>> start Excerpt to read

Odor built the barn from native bur oak harvested on his own property. The circular shape was selected based on the then-popular theory that round barns would resist tornado damage better than rectangular structures — the wind, it was thought, would flow around a curved wall rather than catching against a flat one. That turned out to be largely false (round barns are no more tornado-resistant than well-built rectangular ones, and many round barns across the Midwest have been destroyed by tornadoes despite their shape), but the theory was widely believed in the 1890s and led to a brief round-barn construction boom across the central United States. The Odor barn is one of the survivors of that boom.

By the 1980s, after nearly 90 years of weathering and minimal maintenance, the Round Barn was in serious disrepair. The roof was failing, the foundation had shifted, and several sections of bur-oak siding had rotted. Retired engineer Luther Robison led a community restoration effort that began in 1988 and involved more than 200 volunteers across roughly four years of weekend work. The volunteers stabilized the foundation, replaced the failing roof, repaired the bur-oak siding using period-appropriate techniques, and converted the upper floor into a gift shop and the ground floor into an exhibit space. The restored barn reopened to the public in the early 1990s and has operated continuously since.

William Harrison Odor and the 1898 construction

William Harrison Odor was an Arcadia-area farmer who arrived in what was then Indian Territory in the early 1890s and established a working farm on the land surrounding what is now Shire Avenue. Odor was a competent amateur builder and constructed several of his own farm structures, including the eventual Round Barn. Construction of the barn began in 1898 with Odor harvesting native bur oak from his own property and milling the timber on-site for the barn's structural members.

>> end Excerpt to read
>> start Supplied information

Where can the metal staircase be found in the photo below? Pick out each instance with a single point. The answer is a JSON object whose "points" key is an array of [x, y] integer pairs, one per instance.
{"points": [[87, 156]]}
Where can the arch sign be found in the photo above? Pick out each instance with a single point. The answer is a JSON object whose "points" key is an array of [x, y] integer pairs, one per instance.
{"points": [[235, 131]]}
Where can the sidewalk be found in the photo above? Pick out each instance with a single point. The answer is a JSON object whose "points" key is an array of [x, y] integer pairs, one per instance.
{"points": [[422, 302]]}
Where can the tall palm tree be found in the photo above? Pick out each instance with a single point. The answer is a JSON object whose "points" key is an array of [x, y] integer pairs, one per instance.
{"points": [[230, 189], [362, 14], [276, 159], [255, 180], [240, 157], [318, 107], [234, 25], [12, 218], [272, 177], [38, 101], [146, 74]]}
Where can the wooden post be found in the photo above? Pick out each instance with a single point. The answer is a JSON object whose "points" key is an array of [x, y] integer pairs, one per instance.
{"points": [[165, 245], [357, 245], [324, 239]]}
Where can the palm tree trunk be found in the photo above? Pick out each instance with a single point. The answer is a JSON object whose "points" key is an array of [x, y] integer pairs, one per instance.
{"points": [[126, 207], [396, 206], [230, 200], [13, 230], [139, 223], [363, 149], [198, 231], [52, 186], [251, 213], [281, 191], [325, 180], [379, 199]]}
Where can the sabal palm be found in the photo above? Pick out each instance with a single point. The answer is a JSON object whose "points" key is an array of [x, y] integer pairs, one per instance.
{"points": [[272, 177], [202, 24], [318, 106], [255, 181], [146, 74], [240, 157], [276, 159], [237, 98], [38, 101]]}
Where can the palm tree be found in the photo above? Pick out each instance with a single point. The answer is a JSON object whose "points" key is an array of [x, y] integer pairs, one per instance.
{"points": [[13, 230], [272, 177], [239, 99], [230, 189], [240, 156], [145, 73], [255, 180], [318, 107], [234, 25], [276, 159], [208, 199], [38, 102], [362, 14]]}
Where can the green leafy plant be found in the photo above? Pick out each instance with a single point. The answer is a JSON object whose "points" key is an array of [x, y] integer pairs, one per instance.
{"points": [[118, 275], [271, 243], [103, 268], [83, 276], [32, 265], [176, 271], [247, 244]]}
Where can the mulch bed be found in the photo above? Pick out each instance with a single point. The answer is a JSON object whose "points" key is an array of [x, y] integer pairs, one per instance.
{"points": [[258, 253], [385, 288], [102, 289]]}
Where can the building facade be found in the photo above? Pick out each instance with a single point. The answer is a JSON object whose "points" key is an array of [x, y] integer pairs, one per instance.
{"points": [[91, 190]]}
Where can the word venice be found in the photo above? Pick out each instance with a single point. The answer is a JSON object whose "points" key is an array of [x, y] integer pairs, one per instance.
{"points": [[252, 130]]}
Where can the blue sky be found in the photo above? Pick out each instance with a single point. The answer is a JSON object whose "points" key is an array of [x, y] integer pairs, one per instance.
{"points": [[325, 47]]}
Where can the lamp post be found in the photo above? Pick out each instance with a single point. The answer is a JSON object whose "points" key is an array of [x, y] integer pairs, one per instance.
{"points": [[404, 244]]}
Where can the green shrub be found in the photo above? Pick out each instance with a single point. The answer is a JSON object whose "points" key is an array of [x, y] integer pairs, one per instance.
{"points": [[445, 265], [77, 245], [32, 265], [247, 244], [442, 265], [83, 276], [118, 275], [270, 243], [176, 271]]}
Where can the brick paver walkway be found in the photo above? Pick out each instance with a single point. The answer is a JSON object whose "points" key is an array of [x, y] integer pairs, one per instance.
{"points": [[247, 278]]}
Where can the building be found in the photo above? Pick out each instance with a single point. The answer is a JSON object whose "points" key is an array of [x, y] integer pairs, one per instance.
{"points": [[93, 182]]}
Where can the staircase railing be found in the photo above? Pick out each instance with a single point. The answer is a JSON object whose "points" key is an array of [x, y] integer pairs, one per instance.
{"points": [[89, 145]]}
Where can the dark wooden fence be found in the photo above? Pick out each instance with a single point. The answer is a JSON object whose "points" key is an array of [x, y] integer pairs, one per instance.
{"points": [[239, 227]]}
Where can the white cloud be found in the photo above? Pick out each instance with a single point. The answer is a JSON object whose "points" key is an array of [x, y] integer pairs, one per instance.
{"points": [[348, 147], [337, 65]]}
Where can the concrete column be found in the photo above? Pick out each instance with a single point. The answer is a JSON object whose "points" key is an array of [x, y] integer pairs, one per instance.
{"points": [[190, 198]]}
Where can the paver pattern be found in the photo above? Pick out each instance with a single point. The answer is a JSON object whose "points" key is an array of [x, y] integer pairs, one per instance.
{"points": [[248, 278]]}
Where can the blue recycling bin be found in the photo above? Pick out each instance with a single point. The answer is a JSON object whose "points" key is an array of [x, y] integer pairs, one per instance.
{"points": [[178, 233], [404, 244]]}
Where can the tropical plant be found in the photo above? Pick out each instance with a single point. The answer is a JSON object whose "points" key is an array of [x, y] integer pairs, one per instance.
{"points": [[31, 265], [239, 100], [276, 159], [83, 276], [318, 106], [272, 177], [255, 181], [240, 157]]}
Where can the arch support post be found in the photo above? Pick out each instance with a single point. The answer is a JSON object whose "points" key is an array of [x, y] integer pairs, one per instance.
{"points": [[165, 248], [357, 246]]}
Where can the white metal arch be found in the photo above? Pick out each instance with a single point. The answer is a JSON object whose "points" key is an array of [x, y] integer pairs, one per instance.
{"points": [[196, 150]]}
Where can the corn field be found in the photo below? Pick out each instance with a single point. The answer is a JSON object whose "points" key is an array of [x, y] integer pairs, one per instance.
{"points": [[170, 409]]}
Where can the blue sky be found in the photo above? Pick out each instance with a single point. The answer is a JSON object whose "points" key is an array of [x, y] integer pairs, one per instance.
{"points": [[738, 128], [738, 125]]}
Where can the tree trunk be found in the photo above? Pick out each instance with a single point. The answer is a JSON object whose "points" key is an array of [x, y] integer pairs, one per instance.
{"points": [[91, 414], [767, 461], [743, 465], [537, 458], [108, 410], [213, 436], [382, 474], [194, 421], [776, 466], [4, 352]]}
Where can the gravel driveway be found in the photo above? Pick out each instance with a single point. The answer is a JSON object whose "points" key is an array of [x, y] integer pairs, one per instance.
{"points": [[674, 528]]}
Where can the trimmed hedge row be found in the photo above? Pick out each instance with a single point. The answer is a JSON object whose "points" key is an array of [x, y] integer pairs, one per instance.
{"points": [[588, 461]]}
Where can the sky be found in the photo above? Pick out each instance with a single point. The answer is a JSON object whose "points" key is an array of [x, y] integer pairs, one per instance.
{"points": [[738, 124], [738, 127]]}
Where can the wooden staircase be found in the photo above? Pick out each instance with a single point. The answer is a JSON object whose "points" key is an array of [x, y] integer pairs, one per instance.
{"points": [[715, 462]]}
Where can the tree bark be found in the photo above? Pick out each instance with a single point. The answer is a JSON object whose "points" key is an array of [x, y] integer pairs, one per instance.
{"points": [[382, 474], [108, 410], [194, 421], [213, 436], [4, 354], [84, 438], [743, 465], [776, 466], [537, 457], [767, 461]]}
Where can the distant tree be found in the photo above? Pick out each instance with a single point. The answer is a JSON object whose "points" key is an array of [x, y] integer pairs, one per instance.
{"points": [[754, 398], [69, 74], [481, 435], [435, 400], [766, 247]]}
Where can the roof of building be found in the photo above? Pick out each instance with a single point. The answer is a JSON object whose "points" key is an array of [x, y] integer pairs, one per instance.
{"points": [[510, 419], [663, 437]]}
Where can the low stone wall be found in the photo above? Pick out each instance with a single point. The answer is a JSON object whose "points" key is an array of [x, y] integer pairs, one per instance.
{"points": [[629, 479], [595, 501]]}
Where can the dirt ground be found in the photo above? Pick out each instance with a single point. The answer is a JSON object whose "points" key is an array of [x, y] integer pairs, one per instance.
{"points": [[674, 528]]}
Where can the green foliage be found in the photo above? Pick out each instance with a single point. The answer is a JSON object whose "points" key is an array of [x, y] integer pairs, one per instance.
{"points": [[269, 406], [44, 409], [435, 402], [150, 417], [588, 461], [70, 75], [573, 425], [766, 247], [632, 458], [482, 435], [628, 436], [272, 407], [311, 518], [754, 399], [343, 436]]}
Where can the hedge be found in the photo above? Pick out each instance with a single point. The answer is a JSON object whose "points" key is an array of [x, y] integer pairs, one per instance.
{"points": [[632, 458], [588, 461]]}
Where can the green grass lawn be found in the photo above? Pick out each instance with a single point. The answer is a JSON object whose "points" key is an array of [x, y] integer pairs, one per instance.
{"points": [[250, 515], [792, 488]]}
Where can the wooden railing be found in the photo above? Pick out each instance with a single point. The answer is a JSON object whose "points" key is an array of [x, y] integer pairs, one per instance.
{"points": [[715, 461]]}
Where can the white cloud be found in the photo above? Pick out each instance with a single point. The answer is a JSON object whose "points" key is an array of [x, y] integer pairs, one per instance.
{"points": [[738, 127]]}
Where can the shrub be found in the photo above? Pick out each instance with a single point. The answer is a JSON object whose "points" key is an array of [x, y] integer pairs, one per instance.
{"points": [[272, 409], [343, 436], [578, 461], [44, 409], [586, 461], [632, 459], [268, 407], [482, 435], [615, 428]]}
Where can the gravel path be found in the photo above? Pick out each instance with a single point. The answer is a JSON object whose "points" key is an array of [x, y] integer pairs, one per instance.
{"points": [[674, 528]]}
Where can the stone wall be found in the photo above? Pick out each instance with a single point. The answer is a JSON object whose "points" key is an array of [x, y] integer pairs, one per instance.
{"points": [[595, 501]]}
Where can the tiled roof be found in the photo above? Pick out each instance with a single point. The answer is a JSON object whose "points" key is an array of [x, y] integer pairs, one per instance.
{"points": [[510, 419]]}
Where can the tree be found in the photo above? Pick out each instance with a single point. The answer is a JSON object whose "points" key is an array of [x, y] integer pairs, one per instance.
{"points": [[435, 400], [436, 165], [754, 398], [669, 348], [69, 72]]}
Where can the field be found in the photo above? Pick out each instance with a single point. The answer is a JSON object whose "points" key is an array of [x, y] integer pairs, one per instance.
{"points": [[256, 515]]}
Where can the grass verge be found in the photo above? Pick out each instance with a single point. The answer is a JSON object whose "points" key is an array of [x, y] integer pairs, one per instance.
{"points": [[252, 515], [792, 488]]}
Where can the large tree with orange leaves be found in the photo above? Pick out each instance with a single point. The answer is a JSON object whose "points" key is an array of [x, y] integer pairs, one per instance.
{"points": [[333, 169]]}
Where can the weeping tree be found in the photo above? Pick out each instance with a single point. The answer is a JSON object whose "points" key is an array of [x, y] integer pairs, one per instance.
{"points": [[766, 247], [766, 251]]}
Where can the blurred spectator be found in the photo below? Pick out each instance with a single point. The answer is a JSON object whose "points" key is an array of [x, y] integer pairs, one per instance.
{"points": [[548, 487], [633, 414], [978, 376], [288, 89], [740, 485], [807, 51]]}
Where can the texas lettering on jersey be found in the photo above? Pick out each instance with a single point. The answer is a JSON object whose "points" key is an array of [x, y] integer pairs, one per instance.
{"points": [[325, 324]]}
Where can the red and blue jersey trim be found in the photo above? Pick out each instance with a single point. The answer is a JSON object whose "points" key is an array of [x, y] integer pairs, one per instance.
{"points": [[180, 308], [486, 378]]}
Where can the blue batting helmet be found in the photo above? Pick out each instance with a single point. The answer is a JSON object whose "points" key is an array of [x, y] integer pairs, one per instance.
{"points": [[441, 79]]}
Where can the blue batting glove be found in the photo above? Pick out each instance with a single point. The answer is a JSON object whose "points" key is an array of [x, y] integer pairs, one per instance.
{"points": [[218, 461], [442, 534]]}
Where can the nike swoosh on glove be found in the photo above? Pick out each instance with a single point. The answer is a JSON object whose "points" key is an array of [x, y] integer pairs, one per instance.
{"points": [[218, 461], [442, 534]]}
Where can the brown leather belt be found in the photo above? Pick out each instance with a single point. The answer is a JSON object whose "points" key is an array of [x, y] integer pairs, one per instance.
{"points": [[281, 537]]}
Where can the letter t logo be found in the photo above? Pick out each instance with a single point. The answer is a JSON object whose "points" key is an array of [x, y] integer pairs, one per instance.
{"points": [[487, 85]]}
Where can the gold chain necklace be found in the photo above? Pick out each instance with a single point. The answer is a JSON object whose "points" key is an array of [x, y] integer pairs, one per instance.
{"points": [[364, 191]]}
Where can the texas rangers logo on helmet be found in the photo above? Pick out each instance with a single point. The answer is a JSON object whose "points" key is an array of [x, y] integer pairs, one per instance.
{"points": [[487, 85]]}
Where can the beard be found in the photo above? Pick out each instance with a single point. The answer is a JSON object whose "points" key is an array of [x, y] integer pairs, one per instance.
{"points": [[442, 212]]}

>> end Supplied information

▶ **Goals**:
[a] In the passage on the Round Barn, what wood did Odor harvest from his own property to build the barn?
[b] Gather every line of the records that contains the string "below", matching case exactly.

▶ **Full solutions**:
[a] Native bur oak.

[b]
Where can the metal staircase be found in the photo below? Pick out each instance with a single point. The answer is a JSON object whose "points" key is an array of [x, y] integer pairs, one per instance.
Where can the corn field be found in the photo below? Pick out each instance with a single point. The answer is a JSON object whose "points" key is an array of [x, y] integer pairs, one per instance.
Where can the blurred spectator be found in the photo below? Pick out each instance with a single point. The answer is a JSON object whose "points" key is an array of [x, y] integer pairs, one per instance.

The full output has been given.